### Work request:
In the London trams excerpt, when did the last horse-drawn trams stop running?

### Document excerpt:
The first generation of trams in London started in March 1861 when a horse tramway began operating between Marble Arch and Notting Hill Gate. This was followed a month later by a route along Victoria Street in Westminster.
These first lines were operated by an American entrepreneur, George Francis Train. Initially, there was strong opposition as, although it was popular with its passengers, the first designs had rails that stood proud of the road surface and created an obstruction for other traffic. This came to a head in 1861 when Train was arrested for "breaking and injuring" the Uxbridge Road and his plans were put on hold.

Eventually Parliament passed legislation permitting tram services, on the condition that the rails were recessed into the carriageway and that the tramways were shared with other road users. Costs of maintenance of the tramway and its immediate neighbouring road carriageway would be borne by the tram companies, thus benefiting the ratepayers, who had been bearing the full cost of highway repairs since the abolition of turnpikes. Fares were set at 1d (1 penny) per mile, with half-price early and late workmen's services. After a demonstration line was built at the Crystal Palace, the first lines authorised by the Act of Parliament in 1870 ran from:
- Blackheath to Vauxhall via Peckham and Camberwell
- Brixton joining the Camberwell line at Kennington
- Whitechapel to Bow
- Kensington to Oxford Street

The new tram companies all adopted the same standard gauge, with the intention of being able to link up services at later dates. Horse tram lines soon opened all over London, typically using two horses to pull a 60-person car. They proved popular as they were cheaper, smoother, roomier and safer than the competing Omnibus or Hackney carriages. Replacement by electric vehicles commenced in 1901; the last horse-drawn trams were withdrawn in 1915.

=== Powered trams ===
There were several early attempts to run motor-powered trams on the London tramlines: John Grantham first trialled an experimental 23 foot steam tramcar in London in 1873 but withdrew it after it performed poorly. From 1885, the North London Tramways Company operated 25 Merryweather and Dick, Kerr steam engines hauling long-wheelbase Falcon Engine & Car Works trailers, until its liquidation in 1891. Although several towns and cities adopted steam trams, the problems associated with track weight, acceleration, noise and power held back their general acceptance in London.

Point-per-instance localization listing
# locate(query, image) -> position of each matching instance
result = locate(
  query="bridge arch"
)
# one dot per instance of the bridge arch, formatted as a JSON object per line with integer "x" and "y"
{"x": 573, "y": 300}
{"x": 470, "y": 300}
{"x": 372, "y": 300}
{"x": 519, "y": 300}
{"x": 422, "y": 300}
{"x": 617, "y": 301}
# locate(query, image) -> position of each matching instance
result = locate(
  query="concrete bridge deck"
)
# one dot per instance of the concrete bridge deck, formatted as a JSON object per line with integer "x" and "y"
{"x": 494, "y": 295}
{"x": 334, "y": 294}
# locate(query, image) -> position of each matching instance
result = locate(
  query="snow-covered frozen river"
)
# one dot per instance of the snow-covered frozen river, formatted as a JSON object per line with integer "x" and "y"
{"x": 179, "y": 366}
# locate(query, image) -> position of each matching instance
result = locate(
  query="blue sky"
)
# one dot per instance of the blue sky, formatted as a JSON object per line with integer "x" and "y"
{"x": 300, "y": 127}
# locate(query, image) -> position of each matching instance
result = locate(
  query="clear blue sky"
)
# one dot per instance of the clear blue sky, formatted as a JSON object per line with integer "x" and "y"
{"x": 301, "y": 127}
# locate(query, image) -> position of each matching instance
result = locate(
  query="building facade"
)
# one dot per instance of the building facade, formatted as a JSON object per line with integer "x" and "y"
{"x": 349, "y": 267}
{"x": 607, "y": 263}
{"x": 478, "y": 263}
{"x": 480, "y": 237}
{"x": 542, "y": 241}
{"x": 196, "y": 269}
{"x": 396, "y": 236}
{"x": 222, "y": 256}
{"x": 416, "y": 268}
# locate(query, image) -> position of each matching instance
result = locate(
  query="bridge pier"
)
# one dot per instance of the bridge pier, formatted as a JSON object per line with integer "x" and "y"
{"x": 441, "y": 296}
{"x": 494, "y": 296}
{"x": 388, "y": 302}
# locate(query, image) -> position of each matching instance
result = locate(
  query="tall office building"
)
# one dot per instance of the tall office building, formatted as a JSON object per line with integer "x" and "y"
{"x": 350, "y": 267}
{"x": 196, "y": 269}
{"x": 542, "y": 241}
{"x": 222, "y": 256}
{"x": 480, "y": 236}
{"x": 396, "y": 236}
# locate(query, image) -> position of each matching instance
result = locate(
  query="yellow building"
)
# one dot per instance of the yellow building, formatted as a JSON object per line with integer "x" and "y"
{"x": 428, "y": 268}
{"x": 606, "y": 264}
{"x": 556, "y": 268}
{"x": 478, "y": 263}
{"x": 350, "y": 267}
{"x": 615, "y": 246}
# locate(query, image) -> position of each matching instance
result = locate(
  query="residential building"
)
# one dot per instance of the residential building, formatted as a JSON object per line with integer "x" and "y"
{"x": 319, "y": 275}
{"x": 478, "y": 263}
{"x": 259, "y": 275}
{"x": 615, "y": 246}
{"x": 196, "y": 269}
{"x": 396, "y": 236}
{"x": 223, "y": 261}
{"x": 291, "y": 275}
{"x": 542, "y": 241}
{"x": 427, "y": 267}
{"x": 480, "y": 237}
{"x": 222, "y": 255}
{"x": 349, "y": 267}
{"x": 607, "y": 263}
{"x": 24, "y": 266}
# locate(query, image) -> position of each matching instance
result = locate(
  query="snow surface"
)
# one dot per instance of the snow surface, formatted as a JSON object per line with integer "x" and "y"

---

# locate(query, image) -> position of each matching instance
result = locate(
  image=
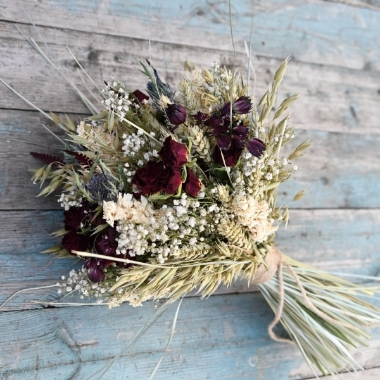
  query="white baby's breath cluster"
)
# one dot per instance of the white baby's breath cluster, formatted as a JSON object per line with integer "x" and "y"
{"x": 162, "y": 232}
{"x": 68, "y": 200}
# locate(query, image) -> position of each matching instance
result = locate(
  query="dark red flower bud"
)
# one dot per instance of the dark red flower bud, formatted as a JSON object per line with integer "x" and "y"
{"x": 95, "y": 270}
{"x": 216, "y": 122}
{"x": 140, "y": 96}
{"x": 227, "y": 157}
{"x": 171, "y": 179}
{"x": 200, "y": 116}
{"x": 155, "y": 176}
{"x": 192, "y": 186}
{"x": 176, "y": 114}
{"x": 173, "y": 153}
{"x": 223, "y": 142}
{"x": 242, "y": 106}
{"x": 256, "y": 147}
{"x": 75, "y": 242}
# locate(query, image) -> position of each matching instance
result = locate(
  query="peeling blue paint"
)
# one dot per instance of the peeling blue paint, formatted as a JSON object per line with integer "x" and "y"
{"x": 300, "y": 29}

### Solution for this problem:
1915